» **Available data**
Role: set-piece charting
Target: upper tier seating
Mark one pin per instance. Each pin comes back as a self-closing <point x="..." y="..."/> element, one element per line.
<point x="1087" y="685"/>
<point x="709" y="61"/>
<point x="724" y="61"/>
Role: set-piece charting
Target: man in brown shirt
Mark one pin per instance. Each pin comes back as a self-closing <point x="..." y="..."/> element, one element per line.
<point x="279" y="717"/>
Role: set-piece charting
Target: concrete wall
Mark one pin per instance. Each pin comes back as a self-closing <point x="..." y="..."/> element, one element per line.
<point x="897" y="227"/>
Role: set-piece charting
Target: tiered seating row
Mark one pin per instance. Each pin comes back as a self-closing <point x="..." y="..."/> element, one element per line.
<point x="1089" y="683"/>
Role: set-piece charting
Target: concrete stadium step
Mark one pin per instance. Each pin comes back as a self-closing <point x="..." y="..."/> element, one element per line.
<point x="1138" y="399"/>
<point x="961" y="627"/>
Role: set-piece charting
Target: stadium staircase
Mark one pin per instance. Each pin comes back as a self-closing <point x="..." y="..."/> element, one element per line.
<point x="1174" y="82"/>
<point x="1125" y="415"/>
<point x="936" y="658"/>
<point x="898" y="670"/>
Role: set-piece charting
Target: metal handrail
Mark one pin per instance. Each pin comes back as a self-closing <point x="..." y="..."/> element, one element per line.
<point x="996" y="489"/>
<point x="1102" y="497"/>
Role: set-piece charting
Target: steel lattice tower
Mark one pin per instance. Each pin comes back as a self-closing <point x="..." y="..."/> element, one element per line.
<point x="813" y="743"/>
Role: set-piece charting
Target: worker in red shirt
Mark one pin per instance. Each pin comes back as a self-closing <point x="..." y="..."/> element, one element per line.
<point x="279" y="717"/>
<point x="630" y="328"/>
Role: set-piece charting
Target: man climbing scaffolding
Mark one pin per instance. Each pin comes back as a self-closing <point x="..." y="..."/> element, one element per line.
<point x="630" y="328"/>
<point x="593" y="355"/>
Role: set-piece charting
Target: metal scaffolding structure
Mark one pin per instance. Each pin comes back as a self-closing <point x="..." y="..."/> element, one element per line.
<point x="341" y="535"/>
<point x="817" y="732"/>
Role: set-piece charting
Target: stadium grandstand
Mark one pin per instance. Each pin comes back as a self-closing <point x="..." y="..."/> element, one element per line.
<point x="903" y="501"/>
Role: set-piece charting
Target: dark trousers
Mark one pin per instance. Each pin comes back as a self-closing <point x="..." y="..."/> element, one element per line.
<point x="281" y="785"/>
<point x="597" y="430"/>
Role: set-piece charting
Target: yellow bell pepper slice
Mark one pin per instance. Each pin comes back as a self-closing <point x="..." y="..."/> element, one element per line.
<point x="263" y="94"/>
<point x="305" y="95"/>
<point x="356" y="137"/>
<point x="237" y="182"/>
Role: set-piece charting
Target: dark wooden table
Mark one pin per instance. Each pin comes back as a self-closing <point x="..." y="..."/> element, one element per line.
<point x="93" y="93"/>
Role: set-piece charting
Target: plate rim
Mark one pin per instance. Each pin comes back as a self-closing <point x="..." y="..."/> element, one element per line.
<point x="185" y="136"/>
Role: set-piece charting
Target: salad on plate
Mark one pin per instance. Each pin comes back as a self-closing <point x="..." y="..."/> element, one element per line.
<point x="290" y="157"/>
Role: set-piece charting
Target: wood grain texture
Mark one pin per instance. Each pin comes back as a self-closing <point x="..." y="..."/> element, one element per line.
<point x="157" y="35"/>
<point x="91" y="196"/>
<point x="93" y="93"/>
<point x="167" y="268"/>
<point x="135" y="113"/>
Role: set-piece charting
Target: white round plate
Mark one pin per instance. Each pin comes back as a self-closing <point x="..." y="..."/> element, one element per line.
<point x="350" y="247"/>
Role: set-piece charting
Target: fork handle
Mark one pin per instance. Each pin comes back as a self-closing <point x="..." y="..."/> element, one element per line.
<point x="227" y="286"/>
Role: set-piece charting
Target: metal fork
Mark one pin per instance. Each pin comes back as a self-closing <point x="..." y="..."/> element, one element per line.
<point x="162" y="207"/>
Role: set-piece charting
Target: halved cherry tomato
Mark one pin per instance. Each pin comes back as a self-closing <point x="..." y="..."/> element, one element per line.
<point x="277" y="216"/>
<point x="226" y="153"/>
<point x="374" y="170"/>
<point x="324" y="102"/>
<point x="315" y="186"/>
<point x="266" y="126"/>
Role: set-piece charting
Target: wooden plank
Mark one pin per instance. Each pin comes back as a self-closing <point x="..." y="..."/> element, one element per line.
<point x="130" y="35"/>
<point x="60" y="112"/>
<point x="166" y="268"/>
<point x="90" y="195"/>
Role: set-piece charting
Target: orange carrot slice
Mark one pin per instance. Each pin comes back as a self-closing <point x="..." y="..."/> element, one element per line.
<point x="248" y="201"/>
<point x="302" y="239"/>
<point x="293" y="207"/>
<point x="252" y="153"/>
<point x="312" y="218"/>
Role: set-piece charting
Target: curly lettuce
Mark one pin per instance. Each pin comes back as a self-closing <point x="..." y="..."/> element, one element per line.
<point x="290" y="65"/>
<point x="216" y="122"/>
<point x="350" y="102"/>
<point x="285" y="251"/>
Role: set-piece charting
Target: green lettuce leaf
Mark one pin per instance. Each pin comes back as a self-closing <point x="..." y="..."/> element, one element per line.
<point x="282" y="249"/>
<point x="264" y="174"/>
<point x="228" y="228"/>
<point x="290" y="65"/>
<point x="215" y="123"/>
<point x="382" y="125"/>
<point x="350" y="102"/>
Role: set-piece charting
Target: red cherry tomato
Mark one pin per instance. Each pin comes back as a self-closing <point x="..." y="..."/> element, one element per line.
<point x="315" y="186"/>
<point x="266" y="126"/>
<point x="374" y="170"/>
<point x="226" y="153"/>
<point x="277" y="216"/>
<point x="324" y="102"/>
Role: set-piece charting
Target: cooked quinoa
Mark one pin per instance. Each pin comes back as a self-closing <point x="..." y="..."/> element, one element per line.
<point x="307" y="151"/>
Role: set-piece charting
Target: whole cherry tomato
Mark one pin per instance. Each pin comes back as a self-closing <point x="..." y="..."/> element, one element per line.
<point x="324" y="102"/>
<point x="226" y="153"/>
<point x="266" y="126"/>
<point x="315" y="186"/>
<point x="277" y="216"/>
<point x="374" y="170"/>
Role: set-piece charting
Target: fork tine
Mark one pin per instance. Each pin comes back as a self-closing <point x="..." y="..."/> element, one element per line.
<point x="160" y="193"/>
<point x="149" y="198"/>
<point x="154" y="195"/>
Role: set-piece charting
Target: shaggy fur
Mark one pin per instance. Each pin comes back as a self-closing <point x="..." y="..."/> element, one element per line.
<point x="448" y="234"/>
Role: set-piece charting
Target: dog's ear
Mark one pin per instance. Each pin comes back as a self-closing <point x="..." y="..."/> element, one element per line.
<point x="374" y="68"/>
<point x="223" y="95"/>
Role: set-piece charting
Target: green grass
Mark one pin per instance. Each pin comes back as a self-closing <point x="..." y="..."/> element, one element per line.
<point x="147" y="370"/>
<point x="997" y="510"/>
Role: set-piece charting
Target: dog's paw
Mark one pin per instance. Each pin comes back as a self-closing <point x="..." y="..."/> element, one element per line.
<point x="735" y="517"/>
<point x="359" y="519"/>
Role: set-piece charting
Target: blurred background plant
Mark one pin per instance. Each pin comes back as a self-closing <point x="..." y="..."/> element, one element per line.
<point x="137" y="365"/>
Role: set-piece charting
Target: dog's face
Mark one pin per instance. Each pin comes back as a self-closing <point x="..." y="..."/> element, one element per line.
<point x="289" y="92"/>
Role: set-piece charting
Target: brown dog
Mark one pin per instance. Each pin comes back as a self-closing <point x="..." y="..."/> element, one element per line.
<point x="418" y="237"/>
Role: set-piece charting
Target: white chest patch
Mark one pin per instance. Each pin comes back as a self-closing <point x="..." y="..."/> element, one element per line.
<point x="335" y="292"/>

» **Problem**
Set down exactly the lines of the data above, beginning with the line that has "Target: blurred background plant" and ending with the line that has "Target: dog's face", and no others.

» **Result of this exercise**
Target: blurred background plant
Mark one pin per instance. Each pin comes back as a self-closing <point x="..." y="..."/> element, one element per line.
<point x="137" y="365"/>
Role: set-piece charting
Target: dog's face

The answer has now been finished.